◆ WHAT IS REQUIRED:
Decide whether each statement agrees with the fair excerpt below. For each one, answer yes or no and quote the words of the excerpt that settle it. 1. Meleana Faumui is vice president of the Community College Sustainability Club. 2. Riley Yoshida and Skye-James Ogata are first graders at Waiakea Elementary. 3. Juss Kawaianiani Ferry is a UH Hilo student.

Activities like ti leaf lei making and opihi shell painting were some of the favorites for the youngest children, like Waiakea Elementary kindergarteners Riley Yoshida and Skye-James Ogata.
“We’re just so passionate for more of the community to have this opportunity,” said Meleana Faumui, vice president of the Community College Sustainability Club that was helping the kids paint shells.
“Not to forget about nature,” community college alum, UH Hilo student, and frequent malama ‘aina field trip guide Juss Kawaianiani Ferry said about the best lesson the youngest students can learn at the fair. “I know video games, TV and all that can be flashy and more fun, but to connect with nature and get your hands dirty with other people, to doing something that’s going to benefit their children and their children, is such a fulfilling experience.”
“We got to touch the seeds,” said Waiakea Elementary kindergartener Dakota Solia of one of the tactile offerings that he enjoyed. “They grow into plants.”

◆ INFORMATION PROVIDED:
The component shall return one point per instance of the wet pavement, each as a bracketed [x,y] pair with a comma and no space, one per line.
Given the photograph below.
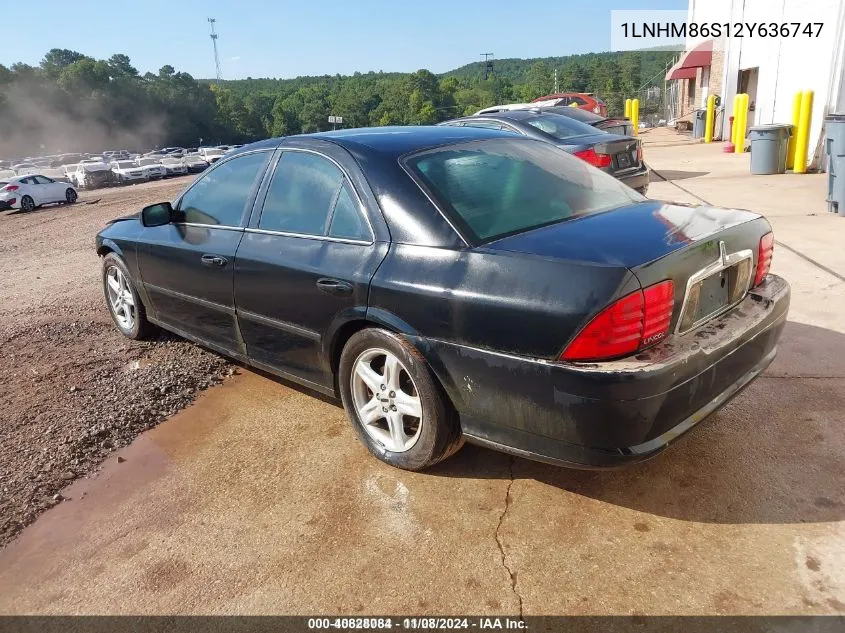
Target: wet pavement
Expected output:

◆ RESULT OF THE TASK:
1. Yes: "Meleana Faumui, vice president of the Community College Sustainability Club"
2. No: "Waiakea Elementary kindergarteners Riley Yoshida and Skye-James Ogata"
3. Yes: "community college alum, UH Hilo student, and frequent malama ‘aina field trip guide Juss Kawaianiani Ferry"